*Work order:* Whenever a line in the material below contains "curved", copy that line.

*Records shown:*

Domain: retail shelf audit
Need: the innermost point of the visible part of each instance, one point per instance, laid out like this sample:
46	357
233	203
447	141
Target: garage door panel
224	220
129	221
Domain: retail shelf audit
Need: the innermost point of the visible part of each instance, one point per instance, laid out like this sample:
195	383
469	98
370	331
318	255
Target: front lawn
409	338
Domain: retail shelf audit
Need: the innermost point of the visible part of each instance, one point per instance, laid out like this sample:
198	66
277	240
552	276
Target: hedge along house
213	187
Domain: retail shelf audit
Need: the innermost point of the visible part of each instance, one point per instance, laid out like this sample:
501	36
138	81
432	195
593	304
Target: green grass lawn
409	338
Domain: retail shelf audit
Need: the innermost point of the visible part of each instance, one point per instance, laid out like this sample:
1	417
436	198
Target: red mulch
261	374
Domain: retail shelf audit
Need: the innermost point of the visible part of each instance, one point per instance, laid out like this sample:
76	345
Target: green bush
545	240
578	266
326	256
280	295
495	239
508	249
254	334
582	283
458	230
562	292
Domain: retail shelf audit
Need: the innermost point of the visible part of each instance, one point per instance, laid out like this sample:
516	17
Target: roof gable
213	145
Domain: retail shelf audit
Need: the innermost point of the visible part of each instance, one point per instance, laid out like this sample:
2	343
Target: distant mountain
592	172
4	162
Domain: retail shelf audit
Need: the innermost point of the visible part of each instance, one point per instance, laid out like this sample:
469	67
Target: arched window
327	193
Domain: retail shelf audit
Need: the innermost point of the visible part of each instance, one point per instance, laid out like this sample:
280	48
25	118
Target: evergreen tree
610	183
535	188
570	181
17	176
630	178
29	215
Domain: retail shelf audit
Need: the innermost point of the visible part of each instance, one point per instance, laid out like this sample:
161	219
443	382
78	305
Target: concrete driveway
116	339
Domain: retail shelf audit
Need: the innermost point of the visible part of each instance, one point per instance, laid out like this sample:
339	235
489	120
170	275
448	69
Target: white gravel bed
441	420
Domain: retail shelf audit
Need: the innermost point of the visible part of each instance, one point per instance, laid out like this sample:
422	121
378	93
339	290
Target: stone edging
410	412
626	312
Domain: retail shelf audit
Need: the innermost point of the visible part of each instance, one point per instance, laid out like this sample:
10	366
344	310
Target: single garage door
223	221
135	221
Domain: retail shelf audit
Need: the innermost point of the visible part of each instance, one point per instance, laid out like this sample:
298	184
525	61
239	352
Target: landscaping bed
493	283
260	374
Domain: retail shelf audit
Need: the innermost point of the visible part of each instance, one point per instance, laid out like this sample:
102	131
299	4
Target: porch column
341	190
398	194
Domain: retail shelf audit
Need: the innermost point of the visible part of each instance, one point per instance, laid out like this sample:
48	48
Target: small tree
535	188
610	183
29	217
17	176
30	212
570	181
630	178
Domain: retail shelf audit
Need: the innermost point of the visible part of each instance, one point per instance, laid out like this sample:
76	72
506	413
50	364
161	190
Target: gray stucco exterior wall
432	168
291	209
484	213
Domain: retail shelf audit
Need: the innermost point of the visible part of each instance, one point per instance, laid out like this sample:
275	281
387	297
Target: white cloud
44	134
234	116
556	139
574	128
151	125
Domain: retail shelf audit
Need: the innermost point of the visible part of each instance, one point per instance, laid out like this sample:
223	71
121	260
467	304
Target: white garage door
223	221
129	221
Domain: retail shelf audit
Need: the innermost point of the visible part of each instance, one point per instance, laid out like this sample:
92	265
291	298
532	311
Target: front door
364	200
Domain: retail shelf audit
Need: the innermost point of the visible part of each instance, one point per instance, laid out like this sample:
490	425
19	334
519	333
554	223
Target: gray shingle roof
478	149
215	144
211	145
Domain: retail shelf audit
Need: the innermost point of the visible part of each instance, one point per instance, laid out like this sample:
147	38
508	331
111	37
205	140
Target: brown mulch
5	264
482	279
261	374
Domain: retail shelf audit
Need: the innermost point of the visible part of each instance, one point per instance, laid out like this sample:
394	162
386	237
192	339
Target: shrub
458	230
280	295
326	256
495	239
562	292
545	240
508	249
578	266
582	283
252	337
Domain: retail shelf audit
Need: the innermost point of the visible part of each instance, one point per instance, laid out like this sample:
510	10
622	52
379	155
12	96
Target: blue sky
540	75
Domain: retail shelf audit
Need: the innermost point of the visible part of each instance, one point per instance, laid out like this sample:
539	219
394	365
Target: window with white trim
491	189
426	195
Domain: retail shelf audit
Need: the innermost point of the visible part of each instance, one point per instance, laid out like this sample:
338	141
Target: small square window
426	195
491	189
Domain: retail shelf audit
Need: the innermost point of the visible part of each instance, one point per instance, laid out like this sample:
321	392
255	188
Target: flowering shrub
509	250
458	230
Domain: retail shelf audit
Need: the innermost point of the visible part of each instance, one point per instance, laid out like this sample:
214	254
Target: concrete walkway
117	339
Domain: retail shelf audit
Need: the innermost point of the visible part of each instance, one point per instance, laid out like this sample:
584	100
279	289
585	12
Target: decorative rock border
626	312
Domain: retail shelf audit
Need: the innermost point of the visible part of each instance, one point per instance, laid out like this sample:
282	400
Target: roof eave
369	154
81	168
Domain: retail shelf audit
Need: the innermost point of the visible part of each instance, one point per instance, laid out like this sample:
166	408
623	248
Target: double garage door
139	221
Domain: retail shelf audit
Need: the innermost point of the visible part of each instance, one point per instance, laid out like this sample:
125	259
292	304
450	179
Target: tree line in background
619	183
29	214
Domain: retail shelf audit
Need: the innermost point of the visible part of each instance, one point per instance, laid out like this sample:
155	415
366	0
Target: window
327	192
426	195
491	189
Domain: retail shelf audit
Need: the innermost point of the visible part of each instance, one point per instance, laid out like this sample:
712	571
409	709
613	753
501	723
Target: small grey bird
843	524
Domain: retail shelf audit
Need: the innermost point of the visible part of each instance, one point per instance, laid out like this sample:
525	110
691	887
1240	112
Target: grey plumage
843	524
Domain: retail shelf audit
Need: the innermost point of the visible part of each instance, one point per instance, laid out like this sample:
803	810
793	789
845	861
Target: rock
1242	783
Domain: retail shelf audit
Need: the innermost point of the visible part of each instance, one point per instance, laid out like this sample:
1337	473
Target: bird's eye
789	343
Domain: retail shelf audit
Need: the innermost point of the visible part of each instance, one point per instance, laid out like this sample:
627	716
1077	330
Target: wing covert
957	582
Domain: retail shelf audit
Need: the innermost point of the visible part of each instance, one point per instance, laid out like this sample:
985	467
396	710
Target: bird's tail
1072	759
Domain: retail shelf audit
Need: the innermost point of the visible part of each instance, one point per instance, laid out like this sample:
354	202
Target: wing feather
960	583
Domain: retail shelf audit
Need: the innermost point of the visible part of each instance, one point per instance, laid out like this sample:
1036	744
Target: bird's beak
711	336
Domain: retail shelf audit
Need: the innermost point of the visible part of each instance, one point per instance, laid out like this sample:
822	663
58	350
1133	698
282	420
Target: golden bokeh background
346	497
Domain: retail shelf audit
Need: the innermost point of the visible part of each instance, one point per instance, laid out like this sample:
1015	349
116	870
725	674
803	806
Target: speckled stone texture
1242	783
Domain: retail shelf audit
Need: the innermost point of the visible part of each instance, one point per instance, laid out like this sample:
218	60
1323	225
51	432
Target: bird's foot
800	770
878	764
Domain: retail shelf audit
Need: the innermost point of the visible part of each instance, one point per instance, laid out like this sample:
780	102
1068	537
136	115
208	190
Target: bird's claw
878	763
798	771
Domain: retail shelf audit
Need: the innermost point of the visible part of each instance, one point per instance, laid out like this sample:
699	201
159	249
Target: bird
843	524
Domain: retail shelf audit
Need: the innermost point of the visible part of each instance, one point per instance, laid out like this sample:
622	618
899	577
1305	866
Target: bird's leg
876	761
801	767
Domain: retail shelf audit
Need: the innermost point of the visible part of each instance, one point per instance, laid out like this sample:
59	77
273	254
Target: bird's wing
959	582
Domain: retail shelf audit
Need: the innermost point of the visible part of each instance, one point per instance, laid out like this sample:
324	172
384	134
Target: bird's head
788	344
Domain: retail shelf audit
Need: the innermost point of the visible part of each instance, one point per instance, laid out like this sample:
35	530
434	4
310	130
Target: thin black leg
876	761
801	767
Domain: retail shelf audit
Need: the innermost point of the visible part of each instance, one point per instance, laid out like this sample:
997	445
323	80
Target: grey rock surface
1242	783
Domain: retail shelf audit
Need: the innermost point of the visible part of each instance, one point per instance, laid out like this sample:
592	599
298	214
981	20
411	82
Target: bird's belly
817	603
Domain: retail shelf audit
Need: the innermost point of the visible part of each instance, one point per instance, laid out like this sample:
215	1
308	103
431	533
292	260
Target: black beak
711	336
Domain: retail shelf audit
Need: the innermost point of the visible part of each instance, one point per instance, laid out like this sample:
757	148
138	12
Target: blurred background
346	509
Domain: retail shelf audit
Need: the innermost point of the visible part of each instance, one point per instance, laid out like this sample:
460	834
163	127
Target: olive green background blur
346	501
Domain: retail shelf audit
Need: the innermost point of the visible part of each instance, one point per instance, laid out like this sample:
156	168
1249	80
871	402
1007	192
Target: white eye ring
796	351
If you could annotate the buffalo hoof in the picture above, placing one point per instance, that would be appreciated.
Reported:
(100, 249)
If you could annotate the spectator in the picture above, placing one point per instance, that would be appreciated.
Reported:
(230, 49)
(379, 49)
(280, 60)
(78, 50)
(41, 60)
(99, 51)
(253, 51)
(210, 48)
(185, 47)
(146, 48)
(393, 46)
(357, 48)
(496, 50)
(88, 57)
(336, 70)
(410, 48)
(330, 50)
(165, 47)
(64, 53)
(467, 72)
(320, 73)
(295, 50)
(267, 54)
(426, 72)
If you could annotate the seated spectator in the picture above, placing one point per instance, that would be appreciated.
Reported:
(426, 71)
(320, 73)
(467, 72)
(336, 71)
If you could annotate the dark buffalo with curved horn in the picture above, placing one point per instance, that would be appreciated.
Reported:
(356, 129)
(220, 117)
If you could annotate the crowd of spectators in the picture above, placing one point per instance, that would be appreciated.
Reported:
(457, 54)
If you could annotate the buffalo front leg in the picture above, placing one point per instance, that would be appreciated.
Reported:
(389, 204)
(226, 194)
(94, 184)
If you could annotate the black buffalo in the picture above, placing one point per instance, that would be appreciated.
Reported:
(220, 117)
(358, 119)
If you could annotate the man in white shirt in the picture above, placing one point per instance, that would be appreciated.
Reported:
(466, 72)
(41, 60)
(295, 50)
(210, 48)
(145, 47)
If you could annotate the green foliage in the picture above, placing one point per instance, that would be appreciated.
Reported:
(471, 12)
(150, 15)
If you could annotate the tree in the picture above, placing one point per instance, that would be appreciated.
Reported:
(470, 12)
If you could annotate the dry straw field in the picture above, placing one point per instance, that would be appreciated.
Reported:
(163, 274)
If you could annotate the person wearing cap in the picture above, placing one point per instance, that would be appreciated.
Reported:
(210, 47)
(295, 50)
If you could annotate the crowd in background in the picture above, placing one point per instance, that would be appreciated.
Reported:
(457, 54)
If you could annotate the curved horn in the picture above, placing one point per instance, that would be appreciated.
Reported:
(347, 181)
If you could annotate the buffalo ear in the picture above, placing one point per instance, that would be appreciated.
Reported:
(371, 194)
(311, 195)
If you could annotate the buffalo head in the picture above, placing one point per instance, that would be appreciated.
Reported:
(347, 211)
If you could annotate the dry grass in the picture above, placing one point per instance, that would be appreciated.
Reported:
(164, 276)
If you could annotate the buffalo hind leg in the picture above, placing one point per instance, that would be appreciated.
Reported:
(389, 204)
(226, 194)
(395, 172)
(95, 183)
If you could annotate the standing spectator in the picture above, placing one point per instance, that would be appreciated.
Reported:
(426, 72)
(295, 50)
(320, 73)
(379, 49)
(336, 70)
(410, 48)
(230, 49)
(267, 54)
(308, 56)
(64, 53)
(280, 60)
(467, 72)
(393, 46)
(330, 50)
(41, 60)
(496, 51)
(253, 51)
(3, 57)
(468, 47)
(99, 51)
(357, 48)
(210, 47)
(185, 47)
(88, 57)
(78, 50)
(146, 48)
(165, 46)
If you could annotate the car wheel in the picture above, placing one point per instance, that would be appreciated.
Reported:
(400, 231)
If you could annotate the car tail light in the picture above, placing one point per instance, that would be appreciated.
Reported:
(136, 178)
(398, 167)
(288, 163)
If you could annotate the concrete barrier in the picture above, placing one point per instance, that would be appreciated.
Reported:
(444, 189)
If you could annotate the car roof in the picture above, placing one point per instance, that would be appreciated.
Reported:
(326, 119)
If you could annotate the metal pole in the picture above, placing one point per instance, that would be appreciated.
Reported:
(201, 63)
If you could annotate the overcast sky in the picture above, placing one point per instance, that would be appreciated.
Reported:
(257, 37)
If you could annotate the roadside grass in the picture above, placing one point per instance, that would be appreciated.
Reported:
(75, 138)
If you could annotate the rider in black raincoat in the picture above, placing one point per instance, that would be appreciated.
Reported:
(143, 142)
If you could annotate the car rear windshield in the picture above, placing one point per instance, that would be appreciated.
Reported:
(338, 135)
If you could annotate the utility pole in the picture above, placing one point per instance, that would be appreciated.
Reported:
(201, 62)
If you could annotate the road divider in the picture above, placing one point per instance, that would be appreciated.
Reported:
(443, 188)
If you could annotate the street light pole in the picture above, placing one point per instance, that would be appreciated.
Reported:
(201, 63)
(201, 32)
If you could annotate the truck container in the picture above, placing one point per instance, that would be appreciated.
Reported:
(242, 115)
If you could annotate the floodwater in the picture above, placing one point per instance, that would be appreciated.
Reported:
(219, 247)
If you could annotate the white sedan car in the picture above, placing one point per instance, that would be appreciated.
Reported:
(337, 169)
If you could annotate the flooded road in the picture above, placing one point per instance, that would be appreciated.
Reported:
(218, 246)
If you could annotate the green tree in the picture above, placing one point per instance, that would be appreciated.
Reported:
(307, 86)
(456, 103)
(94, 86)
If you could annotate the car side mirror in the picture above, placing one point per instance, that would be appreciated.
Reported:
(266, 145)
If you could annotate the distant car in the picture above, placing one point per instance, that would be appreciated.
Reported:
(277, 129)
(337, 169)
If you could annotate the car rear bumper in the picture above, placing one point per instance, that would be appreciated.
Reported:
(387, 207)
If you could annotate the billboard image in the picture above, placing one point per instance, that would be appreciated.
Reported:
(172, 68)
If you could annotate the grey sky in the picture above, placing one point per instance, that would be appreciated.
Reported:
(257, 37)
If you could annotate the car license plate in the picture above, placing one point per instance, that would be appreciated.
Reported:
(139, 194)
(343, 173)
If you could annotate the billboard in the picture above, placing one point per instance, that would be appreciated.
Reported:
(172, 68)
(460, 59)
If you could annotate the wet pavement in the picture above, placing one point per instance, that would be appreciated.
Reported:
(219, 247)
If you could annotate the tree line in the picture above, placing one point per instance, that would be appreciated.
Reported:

*Answer section:*
If you could annotate the dark buffalo with curved horn in the picture above, placing one point per instance, that would be appreciated.
If you could annotate the curved horn in the picture above, placing one point per instance, that would be appreciated.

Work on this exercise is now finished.